** Activity **
Reproduce the following passage about the Arizona Cardinals' defense word for word, in full.

** Text section **
=-=-=-=-=
Arizona's defense is an attacking one, designed to confuse quarterbacks and confound offensive lines. With depth in talent and some creative schemes from coordinator Todd Bowles, Arizona's defense is as legitimately hot as any in the NFL right now.
This is something the Eagles have learned very intensely during the week of preparation for Sunday's 1 p.m. game (FOX) at Lincoln Financial Field. Mental mistakes are going to be costly. Physical blunders will be challenging to overcome.
"It's been a great week of preparation," said center Jason Kelce. "We know that Arizona likes to bring pressure and they're very good at doing so. If you are not ready for that, you're going to pay the price. Arizona's defense has been bringing it the last several weeks."
As the Cardinals have won four consecutive games, the defense has turned up the heat. Arizona thrives on takeaways and setting up its offense in prime position. Arizona has won four straight games and has manhandled Atlanta, Jacksonville and Indianapolis along the way.
=-=-=-=-=
** Entries shown **
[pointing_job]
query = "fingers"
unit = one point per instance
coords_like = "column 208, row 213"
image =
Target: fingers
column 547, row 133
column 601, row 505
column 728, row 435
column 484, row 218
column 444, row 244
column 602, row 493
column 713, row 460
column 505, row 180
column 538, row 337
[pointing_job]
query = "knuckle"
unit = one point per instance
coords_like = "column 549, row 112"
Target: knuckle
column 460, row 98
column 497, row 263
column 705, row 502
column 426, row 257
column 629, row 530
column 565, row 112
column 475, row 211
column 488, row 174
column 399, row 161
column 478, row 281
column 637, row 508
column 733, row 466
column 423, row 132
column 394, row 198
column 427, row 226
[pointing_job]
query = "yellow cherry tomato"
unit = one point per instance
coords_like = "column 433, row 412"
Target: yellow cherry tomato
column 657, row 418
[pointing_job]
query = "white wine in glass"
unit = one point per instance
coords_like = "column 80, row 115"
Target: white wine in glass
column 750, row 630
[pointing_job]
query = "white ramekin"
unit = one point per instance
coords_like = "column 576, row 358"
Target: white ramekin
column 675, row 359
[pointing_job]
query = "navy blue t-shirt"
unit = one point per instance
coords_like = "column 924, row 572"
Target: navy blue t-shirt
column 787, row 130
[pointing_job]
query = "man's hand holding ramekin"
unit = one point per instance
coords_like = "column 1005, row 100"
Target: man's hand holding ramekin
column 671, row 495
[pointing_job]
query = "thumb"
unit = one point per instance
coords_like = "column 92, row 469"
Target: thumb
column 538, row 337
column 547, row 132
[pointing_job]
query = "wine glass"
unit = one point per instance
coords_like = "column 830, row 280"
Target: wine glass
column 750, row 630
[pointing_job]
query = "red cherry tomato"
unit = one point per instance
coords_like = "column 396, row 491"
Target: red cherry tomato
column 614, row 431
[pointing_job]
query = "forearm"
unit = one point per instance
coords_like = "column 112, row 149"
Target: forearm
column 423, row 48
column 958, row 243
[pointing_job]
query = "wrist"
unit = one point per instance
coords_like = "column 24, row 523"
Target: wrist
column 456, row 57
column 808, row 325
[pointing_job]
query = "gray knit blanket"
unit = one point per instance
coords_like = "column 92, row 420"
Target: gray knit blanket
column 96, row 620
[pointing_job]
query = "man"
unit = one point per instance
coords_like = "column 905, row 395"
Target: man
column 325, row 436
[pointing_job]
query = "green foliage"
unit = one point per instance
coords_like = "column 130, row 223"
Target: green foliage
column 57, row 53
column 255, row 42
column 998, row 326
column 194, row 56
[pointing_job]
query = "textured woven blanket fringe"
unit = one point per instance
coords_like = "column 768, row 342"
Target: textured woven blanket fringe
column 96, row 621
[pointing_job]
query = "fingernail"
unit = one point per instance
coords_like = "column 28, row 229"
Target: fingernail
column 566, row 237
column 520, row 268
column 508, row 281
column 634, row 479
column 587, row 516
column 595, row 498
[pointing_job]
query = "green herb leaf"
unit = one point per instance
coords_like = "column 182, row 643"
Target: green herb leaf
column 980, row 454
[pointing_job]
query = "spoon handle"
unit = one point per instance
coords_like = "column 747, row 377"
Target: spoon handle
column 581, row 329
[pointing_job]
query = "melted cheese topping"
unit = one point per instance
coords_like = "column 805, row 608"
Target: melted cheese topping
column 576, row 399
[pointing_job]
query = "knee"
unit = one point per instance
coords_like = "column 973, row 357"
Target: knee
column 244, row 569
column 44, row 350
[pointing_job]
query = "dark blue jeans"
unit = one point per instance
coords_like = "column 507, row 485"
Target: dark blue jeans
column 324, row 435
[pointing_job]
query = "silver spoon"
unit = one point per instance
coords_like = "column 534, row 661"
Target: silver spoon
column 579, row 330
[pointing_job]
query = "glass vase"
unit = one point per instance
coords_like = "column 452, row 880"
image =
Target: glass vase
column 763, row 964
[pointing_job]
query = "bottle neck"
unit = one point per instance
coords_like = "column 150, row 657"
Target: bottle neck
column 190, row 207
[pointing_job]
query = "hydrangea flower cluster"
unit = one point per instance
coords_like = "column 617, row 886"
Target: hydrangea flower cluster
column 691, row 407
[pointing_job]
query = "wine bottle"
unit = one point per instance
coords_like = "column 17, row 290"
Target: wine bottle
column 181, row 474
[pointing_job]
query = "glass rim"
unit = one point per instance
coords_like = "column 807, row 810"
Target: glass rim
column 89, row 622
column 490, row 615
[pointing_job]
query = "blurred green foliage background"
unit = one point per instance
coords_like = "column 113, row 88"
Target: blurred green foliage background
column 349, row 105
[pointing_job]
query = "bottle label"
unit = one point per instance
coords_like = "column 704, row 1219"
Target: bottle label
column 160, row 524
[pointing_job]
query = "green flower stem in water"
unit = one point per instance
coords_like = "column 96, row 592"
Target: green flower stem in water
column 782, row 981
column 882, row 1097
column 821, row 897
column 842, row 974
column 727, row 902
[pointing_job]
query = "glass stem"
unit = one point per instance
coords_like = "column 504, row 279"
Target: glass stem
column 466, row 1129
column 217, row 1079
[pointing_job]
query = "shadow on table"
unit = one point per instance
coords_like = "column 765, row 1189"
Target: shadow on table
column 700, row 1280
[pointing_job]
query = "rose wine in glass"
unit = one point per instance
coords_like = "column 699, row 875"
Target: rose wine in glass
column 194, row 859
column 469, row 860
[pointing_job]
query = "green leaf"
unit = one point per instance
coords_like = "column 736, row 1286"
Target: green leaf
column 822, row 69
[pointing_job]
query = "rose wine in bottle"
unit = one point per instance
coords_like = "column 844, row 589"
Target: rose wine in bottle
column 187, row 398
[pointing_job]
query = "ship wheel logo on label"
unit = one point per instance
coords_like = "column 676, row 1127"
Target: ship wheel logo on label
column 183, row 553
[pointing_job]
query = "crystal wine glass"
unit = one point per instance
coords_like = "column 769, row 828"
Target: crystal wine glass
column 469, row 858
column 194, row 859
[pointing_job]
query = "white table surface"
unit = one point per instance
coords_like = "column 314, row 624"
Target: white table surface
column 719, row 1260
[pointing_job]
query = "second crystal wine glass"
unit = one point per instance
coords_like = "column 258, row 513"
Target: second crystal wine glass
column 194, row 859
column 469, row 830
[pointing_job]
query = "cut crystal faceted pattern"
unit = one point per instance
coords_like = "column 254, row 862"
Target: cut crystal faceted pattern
=-=-=-=-=
** Your solution **
Arizona's defense is an attacking one, designed to confuse quarterbacks and confound offensive lines. With depth in talent and some creative schemes from coordinator Todd Bowles, Arizona's defense is as legitimately hot as any in the NFL right now.
This is something the Eagles have learned very intensely during the week of preparation for Sunday's 1 p.m. game (FOX) at Lincoln Financial Field. Mental mistakes are going to be costly. Physical blunders will be challenging to overcome.
"It's been a great week of preparation," said center Jason Kelce. "We know that Arizona likes to bring pressure and they're very good at doing so. If you are not ready for that, you're going to pay the price. Arizona's defense has been bringing it the last several weeks."
As the Cardinals have won four consecutive games, the defense has turned up the heat. Arizona thrives on takeaways and setting up its offense in prime position. Arizona has won four straight games and has manhandled Atlanta, Jacksonville and Indianapolis along the way.